» **Given request**
Write out only the items starting at the line that contains "lawn, one per animal or object that matches." and ending at the last item, with the requests included. Shift every point coordinate in them by adding -145 to each number.

━━━ Given data ━━━

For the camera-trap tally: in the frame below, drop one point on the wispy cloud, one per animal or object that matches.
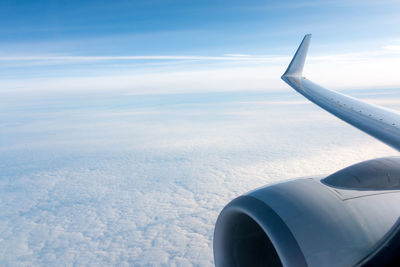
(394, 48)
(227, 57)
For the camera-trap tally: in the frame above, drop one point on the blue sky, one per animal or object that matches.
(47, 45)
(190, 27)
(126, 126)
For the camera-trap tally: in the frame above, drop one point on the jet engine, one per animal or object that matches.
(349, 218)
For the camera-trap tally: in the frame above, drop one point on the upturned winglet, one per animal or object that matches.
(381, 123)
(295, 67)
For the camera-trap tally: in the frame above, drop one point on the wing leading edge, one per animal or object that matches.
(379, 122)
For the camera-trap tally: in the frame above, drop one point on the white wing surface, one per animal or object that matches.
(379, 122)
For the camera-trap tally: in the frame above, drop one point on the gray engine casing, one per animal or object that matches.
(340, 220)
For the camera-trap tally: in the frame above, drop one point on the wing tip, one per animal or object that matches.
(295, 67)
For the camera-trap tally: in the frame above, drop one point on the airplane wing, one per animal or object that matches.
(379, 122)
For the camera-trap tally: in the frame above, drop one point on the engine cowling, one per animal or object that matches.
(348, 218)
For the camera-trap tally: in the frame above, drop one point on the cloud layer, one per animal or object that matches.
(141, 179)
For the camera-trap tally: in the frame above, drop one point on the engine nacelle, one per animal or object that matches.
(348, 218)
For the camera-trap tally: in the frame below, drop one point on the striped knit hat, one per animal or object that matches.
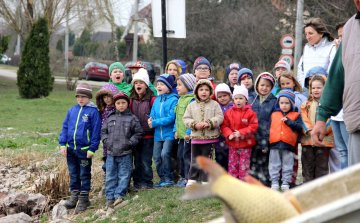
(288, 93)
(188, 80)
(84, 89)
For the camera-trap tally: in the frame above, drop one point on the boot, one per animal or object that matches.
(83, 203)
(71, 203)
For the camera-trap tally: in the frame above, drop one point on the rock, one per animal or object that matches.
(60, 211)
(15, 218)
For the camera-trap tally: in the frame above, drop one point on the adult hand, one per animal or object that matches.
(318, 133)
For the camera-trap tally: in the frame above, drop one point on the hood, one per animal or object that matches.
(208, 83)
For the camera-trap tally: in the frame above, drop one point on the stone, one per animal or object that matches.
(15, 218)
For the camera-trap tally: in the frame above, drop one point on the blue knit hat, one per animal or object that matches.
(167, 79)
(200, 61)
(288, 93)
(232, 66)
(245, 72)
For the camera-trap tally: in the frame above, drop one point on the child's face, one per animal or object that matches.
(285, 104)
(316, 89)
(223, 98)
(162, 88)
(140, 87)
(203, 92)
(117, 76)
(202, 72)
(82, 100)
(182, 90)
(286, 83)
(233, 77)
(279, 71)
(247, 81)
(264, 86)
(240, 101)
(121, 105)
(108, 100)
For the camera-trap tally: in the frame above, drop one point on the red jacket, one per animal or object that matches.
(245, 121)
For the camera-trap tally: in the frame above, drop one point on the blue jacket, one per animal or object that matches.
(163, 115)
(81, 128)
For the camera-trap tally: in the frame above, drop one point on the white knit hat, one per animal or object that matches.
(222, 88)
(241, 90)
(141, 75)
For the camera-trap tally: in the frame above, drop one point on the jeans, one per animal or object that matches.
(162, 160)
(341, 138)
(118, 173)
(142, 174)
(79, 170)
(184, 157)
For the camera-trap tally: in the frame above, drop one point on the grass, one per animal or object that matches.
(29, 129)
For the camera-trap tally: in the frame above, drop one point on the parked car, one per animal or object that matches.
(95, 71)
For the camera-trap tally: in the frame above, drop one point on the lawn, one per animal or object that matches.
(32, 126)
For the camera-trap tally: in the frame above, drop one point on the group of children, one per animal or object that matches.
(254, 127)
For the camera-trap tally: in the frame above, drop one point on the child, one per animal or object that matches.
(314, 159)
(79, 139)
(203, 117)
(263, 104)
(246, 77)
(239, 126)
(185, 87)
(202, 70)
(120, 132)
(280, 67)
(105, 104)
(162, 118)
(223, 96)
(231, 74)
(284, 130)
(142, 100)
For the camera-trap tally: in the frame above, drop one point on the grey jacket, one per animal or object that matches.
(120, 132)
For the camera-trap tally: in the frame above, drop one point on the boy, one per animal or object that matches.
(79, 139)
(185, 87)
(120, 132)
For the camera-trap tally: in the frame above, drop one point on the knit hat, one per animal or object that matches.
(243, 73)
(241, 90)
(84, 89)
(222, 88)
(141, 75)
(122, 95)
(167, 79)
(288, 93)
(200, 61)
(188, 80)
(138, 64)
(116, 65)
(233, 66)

━━━

» **Task answer**
For the camera-trap tally: in the frame above, drop one point on the lawn, one per animal or object that matches.
(-113, -19)
For the camera-trap tally: in the frame above, drop one point on the group of children, one per animal or object that matches.
(109, -18)
For the camera-trap tally: in the frame above, drop one point on the child, one per animal or object that matches.
(169, 14)
(-66, -6)
(58, -28)
(118, -41)
(101, -68)
(94, -19)
(40, -58)
(57, -75)
(-25, -13)
(135, -78)
(-40, -41)
(17, -27)
(78, -49)
(86, -71)
(139, -15)
(-3, -45)
For the camera-trap tally: in the frame above, drop one point on the grey jacket, one per animal or object that matches.
(-25, -13)
For the camera-trap tally: in the frame above, drop one point on the boy, one per animal or object that matches.
(-66, -6)
(40, -58)
(-25, -13)
For the camera-trap tally: in the frame above, drop one point on the knit hat, one per animal or object that matches.
(98, -72)
(96, -55)
(-61, -56)
(77, -57)
(-4, -70)
(-23, -50)
(22, -66)
(143, -52)
(55, -84)
(43, -65)
(-7, -81)
(-29, -80)
(88, -79)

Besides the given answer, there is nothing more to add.